DIRECTIONS FOR THIS TASK:
Reproduce every one of the records below character for character, keeping each line intact and in its original order.

GIVEN INFORMATION:
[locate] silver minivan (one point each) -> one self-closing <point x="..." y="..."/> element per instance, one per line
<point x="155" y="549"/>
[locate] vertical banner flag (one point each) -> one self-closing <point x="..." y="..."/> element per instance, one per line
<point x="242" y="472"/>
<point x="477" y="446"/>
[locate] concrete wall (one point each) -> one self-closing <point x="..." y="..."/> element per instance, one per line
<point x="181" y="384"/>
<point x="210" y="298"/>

TASK SOLUTION:
[locate] silver minivan (one point each) -> one self-closing <point x="..." y="..."/> element per instance, one per line
<point x="155" y="549"/>
[locate] vertical banner flag (one point each) -> one self-closing <point x="..." y="..."/> element per instance, one per line
<point x="242" y="472"/>
<point x="477" y="446"/>
[locate] concrete wall (one point each) -> one self-closing <point x="..." y="..."/> element per instance, one per line
<point x="181" y="384"/>
<point x="210" y="298"/>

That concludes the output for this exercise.